--- start of Excerpted data ---
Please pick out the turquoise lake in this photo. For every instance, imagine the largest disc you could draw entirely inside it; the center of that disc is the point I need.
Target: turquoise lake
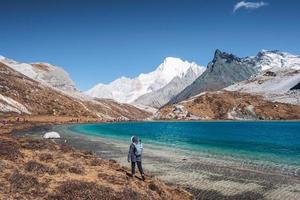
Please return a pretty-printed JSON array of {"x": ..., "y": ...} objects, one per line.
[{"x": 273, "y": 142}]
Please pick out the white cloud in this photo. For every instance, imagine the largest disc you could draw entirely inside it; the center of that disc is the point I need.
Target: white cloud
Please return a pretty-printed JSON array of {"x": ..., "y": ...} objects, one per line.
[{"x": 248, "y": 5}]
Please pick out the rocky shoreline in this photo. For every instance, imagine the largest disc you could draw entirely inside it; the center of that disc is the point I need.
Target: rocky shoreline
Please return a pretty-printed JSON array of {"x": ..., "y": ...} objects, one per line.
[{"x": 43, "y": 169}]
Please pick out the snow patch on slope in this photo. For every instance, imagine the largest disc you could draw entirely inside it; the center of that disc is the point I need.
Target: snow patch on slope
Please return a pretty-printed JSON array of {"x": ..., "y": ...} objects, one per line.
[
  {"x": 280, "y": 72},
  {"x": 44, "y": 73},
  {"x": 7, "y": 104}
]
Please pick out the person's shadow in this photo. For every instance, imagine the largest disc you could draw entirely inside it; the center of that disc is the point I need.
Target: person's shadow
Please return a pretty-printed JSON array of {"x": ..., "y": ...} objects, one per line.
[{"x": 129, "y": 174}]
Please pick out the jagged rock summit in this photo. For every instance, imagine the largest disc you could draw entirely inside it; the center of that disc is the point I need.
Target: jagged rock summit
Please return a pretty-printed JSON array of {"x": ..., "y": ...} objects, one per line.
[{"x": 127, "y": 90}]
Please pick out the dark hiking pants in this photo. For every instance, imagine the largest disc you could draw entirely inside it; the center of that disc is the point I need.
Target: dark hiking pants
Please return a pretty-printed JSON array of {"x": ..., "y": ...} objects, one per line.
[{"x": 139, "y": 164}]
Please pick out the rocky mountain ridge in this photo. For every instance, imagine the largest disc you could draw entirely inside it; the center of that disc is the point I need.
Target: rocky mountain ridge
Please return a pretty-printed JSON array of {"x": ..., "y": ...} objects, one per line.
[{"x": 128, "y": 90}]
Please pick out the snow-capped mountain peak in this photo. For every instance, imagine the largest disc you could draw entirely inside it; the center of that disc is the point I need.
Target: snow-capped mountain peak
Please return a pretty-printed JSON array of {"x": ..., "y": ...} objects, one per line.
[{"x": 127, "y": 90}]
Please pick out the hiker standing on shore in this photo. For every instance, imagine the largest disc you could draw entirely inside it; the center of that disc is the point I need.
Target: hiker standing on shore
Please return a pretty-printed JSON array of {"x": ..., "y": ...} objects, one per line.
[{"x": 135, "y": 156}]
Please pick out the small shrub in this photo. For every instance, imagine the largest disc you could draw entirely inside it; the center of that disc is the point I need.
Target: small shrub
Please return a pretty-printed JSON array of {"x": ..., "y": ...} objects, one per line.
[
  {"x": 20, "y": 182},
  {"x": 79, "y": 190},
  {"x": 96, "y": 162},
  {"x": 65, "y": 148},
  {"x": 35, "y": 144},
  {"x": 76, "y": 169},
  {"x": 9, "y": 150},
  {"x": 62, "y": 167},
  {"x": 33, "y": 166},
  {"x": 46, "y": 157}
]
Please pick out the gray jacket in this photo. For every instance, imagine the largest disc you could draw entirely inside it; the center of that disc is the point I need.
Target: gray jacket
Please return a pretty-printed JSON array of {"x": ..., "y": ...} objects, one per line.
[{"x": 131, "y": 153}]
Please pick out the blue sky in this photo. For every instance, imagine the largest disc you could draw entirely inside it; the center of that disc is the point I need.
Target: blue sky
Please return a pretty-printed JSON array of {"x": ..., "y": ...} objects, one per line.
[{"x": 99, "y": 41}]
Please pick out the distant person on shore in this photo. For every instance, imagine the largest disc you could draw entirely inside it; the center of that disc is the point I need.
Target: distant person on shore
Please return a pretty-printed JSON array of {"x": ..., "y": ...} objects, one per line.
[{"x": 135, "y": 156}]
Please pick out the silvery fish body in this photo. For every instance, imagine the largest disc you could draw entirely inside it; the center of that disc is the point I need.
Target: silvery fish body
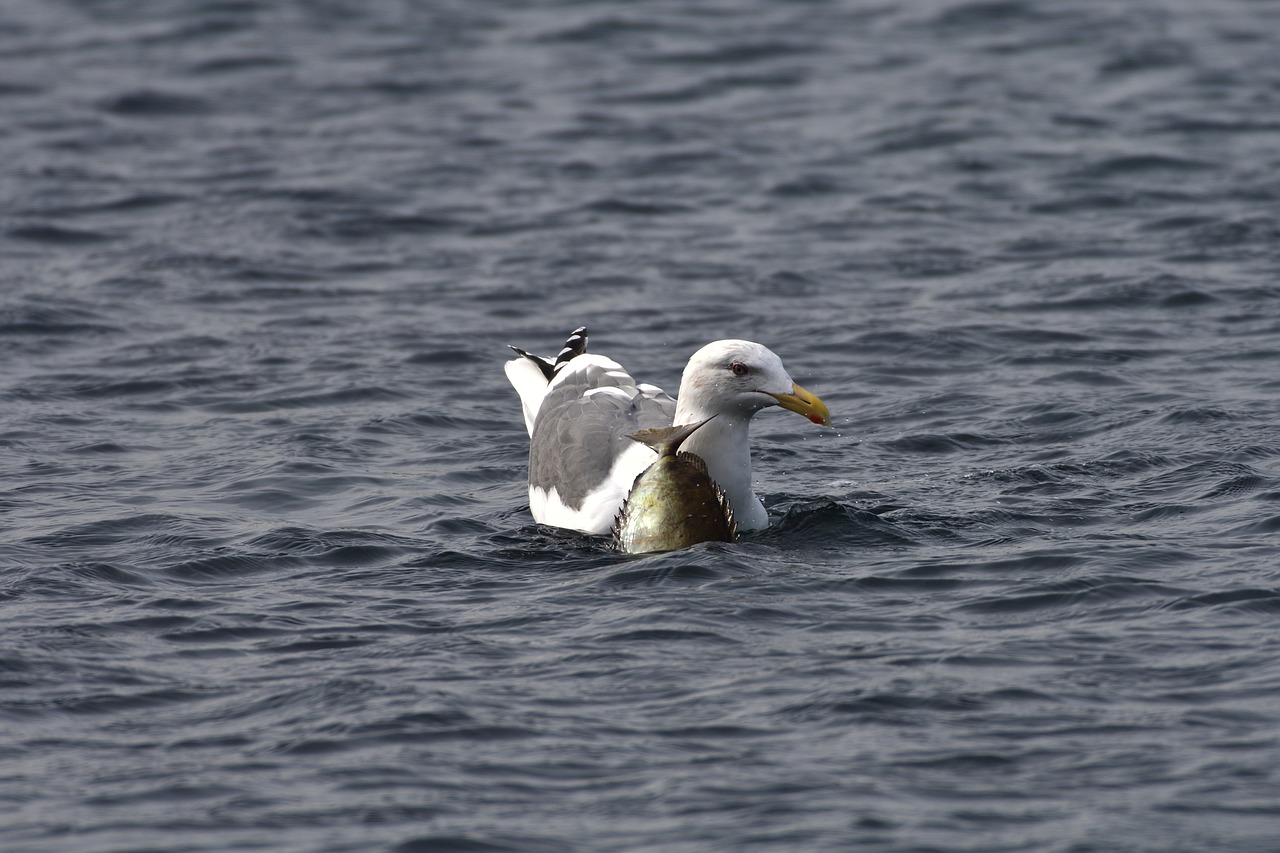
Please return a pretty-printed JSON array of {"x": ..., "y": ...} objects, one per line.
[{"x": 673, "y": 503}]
--- end of Excerpted data ---
--- start of Excerpted data ---
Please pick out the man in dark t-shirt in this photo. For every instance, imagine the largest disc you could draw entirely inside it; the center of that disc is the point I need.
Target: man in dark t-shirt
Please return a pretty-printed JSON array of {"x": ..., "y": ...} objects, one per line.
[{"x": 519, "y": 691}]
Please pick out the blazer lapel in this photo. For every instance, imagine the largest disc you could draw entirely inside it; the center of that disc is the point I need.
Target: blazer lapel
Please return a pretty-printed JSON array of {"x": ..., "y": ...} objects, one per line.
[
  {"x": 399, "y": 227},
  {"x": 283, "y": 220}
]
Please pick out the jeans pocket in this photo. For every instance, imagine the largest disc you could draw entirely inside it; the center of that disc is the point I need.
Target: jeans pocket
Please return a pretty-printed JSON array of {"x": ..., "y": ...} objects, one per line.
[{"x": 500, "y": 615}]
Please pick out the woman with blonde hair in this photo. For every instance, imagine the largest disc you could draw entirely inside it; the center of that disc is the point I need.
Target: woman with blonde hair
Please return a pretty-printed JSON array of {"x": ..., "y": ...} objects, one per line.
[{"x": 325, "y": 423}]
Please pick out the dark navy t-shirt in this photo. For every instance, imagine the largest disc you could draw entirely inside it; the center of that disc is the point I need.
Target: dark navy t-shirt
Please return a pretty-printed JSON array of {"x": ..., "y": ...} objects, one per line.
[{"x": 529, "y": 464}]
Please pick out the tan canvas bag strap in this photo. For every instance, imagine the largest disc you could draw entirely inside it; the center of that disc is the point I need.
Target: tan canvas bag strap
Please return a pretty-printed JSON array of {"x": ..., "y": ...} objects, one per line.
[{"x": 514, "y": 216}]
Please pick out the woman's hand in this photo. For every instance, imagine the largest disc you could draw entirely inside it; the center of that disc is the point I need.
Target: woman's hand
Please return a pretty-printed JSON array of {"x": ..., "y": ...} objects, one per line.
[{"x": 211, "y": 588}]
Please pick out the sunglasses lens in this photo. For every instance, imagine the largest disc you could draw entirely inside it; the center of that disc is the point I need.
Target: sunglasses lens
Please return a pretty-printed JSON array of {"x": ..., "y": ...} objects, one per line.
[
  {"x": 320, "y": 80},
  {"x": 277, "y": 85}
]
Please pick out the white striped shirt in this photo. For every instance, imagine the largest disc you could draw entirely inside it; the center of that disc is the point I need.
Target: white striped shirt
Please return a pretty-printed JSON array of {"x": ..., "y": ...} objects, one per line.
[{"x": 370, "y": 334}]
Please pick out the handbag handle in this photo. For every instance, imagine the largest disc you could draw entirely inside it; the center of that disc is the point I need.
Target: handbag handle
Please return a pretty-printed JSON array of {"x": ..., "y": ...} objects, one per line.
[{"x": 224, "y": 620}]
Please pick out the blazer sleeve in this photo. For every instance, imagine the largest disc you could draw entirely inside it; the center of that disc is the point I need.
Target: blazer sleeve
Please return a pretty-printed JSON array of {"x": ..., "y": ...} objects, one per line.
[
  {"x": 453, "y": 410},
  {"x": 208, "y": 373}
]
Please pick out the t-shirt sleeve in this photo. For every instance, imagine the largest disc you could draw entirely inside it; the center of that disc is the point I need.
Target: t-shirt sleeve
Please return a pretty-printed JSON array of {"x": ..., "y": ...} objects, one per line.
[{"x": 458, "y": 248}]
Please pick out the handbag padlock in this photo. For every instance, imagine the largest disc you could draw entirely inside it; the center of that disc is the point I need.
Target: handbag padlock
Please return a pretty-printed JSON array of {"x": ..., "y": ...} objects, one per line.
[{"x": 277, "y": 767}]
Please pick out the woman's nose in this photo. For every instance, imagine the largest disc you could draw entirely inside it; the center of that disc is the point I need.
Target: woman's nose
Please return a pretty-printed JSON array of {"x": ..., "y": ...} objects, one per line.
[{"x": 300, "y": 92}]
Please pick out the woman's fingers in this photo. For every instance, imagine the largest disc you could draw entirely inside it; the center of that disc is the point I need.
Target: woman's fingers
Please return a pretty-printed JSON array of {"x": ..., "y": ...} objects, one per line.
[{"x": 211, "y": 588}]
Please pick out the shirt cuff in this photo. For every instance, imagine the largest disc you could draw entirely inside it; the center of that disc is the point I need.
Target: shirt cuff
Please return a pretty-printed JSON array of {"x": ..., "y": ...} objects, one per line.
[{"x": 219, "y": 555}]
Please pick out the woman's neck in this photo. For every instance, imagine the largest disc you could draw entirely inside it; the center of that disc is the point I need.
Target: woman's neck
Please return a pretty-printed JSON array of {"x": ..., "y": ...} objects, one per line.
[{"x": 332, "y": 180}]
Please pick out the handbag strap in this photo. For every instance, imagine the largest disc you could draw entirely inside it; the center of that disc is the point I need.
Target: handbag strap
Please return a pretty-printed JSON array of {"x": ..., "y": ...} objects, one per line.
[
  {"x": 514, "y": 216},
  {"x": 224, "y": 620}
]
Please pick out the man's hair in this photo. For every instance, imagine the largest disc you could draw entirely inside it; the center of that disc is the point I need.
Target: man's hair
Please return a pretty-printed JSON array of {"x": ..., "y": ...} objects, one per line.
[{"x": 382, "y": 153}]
--- end of Excerpted data ---
Work instructions:
Return, unchanged, the lines above that start with the line containing "Please pick out the man in" and end with the line containing "Target: man in dark t-shirt", with both of those lines included.

Answer to this exercise:
Please pick out the man in dark t-shirt in this photo. For every instance, imagine the largest disc you could draw entirely inside it; the center of that disc is the point I need.
Target: man in dark t-shirt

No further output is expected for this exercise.